What needs to be done
Below is a listing. Quote from it, exactly, the lines from the one containing "sample | [721, 553]" down to the one containing "sample | [601, 775]", both ends included, and nothing else.

■ ■ ■ ■ ■ ■ ■

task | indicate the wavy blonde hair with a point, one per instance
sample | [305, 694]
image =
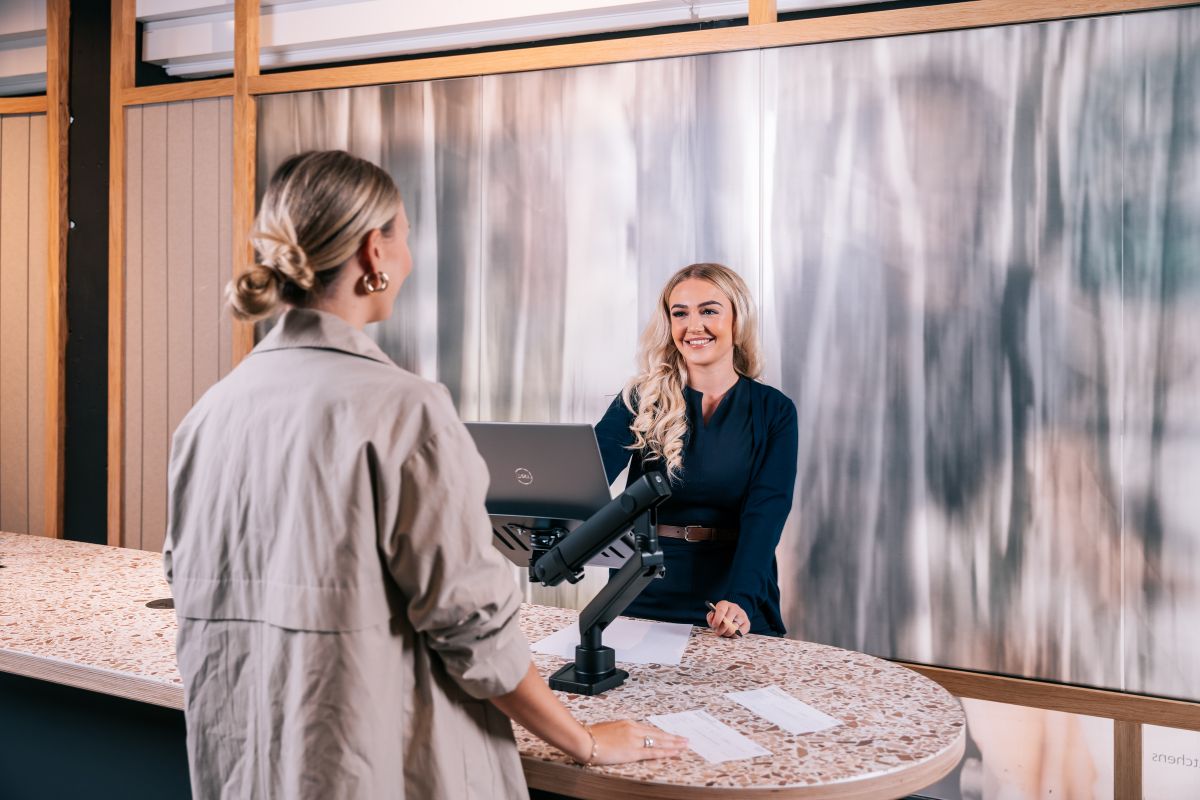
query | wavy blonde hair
[317, 209]
[655, 394]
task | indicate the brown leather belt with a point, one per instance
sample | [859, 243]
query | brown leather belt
[699, 534]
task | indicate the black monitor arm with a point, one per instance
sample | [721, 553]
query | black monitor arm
[595, 665]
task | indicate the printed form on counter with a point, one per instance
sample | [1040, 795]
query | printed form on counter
[778, 707]
[714, 740]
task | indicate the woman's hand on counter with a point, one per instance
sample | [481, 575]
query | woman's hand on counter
[533, 705]
[624, 740]
[727, 619]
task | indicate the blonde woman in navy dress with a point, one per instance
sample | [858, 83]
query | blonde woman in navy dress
[697, 413]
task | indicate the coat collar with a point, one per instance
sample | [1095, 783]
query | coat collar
[306, 328]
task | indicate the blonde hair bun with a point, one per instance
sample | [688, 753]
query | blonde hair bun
[255, 293]
[317, 209]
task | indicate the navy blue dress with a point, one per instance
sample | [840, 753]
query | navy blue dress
[738, 471]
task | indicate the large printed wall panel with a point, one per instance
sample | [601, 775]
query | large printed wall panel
[23, 335]
[975, 251]
[178, 334]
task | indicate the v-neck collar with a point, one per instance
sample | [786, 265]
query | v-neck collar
[697, 397]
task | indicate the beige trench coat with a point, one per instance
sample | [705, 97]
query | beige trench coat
[342, 612]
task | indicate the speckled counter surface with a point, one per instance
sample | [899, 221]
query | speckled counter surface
[77, 614]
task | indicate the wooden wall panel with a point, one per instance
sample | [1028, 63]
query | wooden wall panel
[178, 338]
[39, 340]
[155, 423]
[179, 288]
[133, 313]
[205, 247]
[15, 324]
[225, 229]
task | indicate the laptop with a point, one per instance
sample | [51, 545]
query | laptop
[544, 475]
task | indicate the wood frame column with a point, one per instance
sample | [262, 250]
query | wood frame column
[245, 131]
[58, 119]
[124, 53]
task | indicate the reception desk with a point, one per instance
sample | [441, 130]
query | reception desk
[77, 614]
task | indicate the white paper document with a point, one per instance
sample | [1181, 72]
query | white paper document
[714, 740]
[777, 705]
[636, 642]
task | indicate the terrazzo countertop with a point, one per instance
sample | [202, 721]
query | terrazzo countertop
[76, 614]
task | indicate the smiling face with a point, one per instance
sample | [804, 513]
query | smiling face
[701, 323]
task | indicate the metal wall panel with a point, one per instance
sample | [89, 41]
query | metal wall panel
[973, 250]
[945, 239]
[1161, 366]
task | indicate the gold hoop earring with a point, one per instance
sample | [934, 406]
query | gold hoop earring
[373, 282]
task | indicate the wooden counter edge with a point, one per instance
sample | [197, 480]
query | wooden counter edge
[593, 785]
[94, 679]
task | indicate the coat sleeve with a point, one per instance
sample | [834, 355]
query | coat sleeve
[615, 437]
[763, 512]
[459, 590]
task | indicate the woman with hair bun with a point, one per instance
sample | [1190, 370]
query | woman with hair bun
[346, 627]
[726, 443]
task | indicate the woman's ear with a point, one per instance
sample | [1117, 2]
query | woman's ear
[371, 251]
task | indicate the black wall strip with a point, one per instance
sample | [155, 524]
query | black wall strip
[85, 444]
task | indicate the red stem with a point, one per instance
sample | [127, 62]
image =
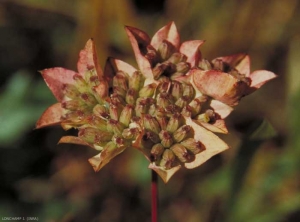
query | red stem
[154, 195]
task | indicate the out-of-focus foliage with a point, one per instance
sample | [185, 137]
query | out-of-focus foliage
[253, 181]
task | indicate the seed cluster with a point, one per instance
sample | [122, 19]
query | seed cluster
[155, 110]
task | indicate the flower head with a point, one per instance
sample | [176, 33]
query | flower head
[169, 109]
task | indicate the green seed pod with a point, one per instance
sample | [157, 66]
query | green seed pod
[183, 67]
[101, 111]
[164, 86]
[188, 91]
[171, 109]
[211, 114]
[119, 91]
[204, 64]
[141, 107]
[218, 64]
[156, 152]
[80, 83]
[195, 106]
[165, 49]
[131, 96]
[164, 99]
[176, 90]
[166, 138]
[130, 133]
[181, 153]
[152, 136]
[75, 116]
[136, 81]
[88, 99]
[120, 80]
[73, 105]
[163, 121]
[151, 124]
[110, 146]
[203, 118]
[187, 111]
[159, 69]
[115, 111]
[177, 57]
[148, 90]
[152, 57]
[94, 136]
[168, 159]
[115, 126]
[117, 99]
[182, 101]
[174, 123]
[70, 91]
[181, 133]
[92, 78]
[126, 115]
[192, 145]
[97, 122]
[152, 109]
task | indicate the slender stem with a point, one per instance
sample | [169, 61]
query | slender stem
[154, 195]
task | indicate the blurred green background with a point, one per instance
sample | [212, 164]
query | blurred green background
[257, 180]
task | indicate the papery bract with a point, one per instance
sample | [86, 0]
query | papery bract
[230, 79]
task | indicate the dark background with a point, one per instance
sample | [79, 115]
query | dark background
[256, 180]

■ ■ ■ ■ ■ ■ ■

Response area
sample | [721, 553]
query | black monitor arm
[595, 665]
task | indicate the printed form on counter with a point, one per instance
sample | [1040, 795]
query | printed form on counter
[778, 707]
[714, 740]
task | indicate the woman's hand on counter with a point, one per instance
sample | [481, 575]
query | woman's hand on counter
[533, 705]
[624, 740]
[727, 619]
task | indicate the blonde woman in navy dress with a point, one per instance
sample | [858, 83]
query | blonde woman in navy dress
[697, 413]
task | indicate the coat collar with a point, one per instance
sample | [1095, 783]
query | coat collar
[306, 328]
task | indicate the blonde hair bun with a point, one per instance
sample | [688, 753]
query | blonde hair bun
[255, 293]
[317, 209]
task | indicate the navy blue dress with a point, one per instance
sample | [840, 753]
query | navy blue dress
[738, 471]
task | indicate the large printed wall panel with a point, one per instance
sample | [601, 775]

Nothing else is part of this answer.